**** PROVIDED TEXT

# My Sci-Fi short film is in a festival!



## Fuzzy Modem (Dec 6, 2012)

You can help me win by liking it on youtube!


----------



## Brian G Turner (Dec 6, 2012)

Excellent piece of work - well done.


----------



## Parson (Dec 6, 2012)

Hey, I liked this a lot!


----------



## Fuzzy Modem (Dec 6, 2012)

Neat! Thanks guys, did you click "like"? I'm in the lead, but second place is gaining on me!


----------



## The Judge (Dec 6, 2012)

Very gripping.  Both actors and graphics were great.  Well done!   

(Silly question. I watched it here and clicked on the thumbs up button here -- is that enough?  Or do I have to go over to Youtube itself?)


----------



## Fuzzy Modem (Dec 6, 2012)

I think clicking on the embed counts, thanks!


----------



## Parson (Dec 6, 2012)

I went over to youtube and checked there. In the lead? That's great!!


----------



## Fuzzy Modem (Dec 7, 2012)

85 to 59, so please share it around! Thanks


----------



## Fuzzy Modem (Dec 7, 2012)

Now on reddit: http://www.reddit.com/r/indiecinema...kan_film_makers_frozen_youtube_a_scifi_short/



Please "up vote" it!


----------



## Starbeast (Dec 8, 2012)

Very cool Fuzzy Modem, great story and effects.

It was hard to find on Youtube, but after some time I located it.

If anyone else is having trouble finding it on Youtube, type: Fuzzy Modem

Then hit search. Once there, you will notice other items posted by Fuzzy Modem, just click onto his name and you will find his channel.


----------



## Brian G Turner (Dec 9, 2012)

Yep, I "liked" on YouTube.


----------



## Fuzzy Modem (Dec 10, 2012)

I won the vote on youtube! My film screened at the Anchorage International Film Festival, and I got a pass that let me into the after party! I drank a lot of free booze and rubbed elbows with other film makers and producers, several of which showed interest in CrossOver and took copies of my screenplay for the pilot episode.

Thanks so much to everyone that voted! You guys rock!


----------



## Fuzzy Modem (Dec 11, 2012)

Yeah, it's nice being the only "Fuzzy Modem"

You guys have any suggestions for the director's cut?


----------



## atmobeam (May 18, 2013)

nice work dude!


----------



## TheTomG (May 18, 2013)

Nice stuff, I like the horror of the situation. Hope there is indeed more to come!


----------

********
**** PROVIDED RECORDS

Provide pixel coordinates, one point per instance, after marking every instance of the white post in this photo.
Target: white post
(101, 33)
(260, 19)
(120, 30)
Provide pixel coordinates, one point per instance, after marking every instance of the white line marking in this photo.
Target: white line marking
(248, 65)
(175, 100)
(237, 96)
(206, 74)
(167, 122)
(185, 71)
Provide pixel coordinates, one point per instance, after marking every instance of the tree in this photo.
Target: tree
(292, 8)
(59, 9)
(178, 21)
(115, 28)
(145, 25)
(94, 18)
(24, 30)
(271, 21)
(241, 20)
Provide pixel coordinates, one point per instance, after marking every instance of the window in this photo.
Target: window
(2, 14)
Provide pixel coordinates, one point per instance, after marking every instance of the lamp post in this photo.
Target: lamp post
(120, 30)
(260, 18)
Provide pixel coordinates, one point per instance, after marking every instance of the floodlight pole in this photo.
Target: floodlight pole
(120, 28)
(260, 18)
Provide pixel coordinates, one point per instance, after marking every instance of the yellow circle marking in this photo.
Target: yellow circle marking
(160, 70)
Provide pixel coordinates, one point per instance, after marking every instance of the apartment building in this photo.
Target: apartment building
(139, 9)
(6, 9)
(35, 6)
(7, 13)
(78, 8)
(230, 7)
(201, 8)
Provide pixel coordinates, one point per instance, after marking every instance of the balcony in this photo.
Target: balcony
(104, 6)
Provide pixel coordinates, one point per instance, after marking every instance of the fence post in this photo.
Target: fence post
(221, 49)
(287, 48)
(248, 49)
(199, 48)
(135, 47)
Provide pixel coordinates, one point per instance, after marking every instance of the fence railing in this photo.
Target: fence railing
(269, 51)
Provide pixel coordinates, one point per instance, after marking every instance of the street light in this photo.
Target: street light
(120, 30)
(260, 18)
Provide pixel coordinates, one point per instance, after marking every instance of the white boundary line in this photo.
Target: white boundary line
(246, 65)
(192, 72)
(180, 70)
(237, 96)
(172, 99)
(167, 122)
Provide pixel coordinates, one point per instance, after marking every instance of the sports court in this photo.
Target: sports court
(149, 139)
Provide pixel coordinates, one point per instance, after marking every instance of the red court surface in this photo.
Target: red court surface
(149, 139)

********

STATED PROBLEM ::
Please reproduce the film thread above, starting at "## Fuzzy Modem (Dec 10, 2012)" and ending at "(Dec 11, 2012)".

EXERCISE RESPONSE ::
## Fuzzy Modem (Dec 10, 2012)

I won the vote on youtube! My film screened at the Anchorage International Film Festival, and I got a pass that let me into the after party! I drank a lot of free booze and rubbed elbows with other film makers and producers, several of which showed interest in CrossOver and took copies of my screenplay for the pilot episode.

Thanks so much to everyone that voted! You guys rock!


----------



## Fuzzy Modem (Dec 11, 2012)